▸ ZITIERTER AUSZUG:
----------------------------------------

Putschisten in Mali politisch isoliert
Einheitsfront gegen Militärs gebildet, nur die linke Partei SADI unterstützt Amadou Sanogo
Von Claus-Dieter König, Bamako *
Am Jahrestags des Putsches von 1991
ließen sich in Bamako gestern rund
1000 Malier nicht davon abhalten,
für eine Rückkehr zur verfassungsmäßigen
Ordnung zu demonstrieren.
Freilich richtete sich ihr Begehr gegen
die Putschisten vom 22. März 2012,
die den Putschführer von 1991, Präsident
Amadou Toumani Touré, aus
dem Amt beförderten.
Gelegenheit schafft Putschisten.

----------------------------------------

Datensätze aus einer Datenerhebung:
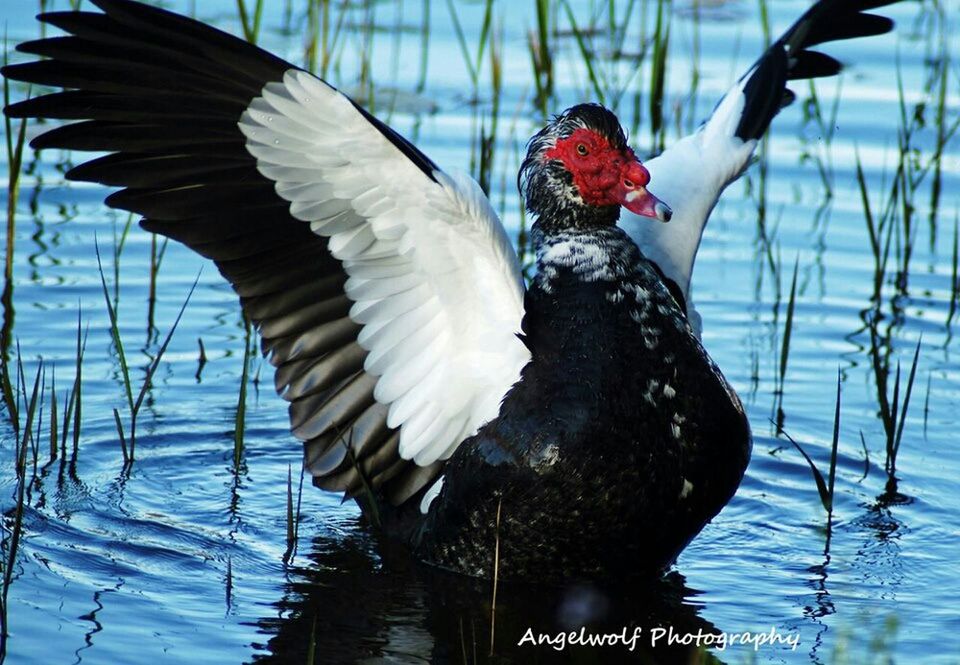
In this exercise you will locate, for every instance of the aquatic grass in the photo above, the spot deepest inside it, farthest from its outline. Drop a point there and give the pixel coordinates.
(11, 543)
(473, 62)
(250, 23)
(895, 419)
(541, 57)
(586, 52)
(821, 152)
(424, 46)
(157, 251)
(74, 396)
(785, 344)
(658, 75)
(322, 43)
(496, 577)
(14, 168)
(201, 359)
(128, 446)
(293, 514)
(954, 273)
(825, 487)
(239, 423)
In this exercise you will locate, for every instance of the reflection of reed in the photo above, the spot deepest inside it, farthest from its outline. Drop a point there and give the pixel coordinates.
(344, 604)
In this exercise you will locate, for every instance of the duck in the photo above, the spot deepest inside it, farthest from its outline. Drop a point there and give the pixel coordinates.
(575, 427)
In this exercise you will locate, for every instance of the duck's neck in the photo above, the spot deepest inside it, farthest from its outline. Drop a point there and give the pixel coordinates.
(595, 254)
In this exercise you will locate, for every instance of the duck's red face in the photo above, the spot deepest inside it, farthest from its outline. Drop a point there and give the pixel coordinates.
(605, 175)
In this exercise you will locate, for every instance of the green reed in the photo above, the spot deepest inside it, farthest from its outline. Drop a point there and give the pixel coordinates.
(541, 57)
(825, 487)
(895, 418)
(250, 23)
(128, 439)
(473, 61)
(11, 543)
(240, 418)
(14, 168)
(785, 344)
(658, 75)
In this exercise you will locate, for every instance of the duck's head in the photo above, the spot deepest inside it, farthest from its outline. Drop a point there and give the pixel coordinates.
(579, 171)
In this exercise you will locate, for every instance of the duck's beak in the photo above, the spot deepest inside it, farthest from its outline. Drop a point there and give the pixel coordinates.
(632, 194)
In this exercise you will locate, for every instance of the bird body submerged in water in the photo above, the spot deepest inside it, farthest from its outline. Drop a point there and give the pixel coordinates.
(576, 428)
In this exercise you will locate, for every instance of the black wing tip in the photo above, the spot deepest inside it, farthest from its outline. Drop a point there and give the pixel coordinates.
(789, 59)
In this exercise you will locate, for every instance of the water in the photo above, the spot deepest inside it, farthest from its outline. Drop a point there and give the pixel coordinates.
(182, 558)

----------------------------------------

▸ ANFORDERUNGEN:
[a] Fasse den Auszug über die Putschisten in Mali in zwei Sätzen zusammen.
[b] Schreibe aus dem Auszug über die Putschisten in Mali den Teil unverändert ab, der mit „Freilich richtete sich“ beginnt und mit „dem Amt beförderten.“ endet.

▸ SCHRIFTLICHE ANTWORTEN:
[a] Die Putschisten in Mali sind politisch isoliert: Gegen die Militärs hat sich eine Einheitsfront gebildet, und nur die linke Partei SADI unterstützt Amadou Sanogo. Am Jahrestag des Putsches von 1991 demonstrierten in Bamako rund 1000 Malier für eine Rückkehr zur verfassungsmäßigen Ordnung, und zwar gegen die Putschisten vom 22. März 2012, die den Putschführer von 1991, Präsident Amadou Toumani Touré, aus dem Amt beförderten.

[b]
Freilich richtete sich ihr Begehr gegen
die Putschisten vom 22. März 2012,
die den Putschführer von 1991, Präsident
Amadou Toumani Touré, aus
dem Amt beförderten.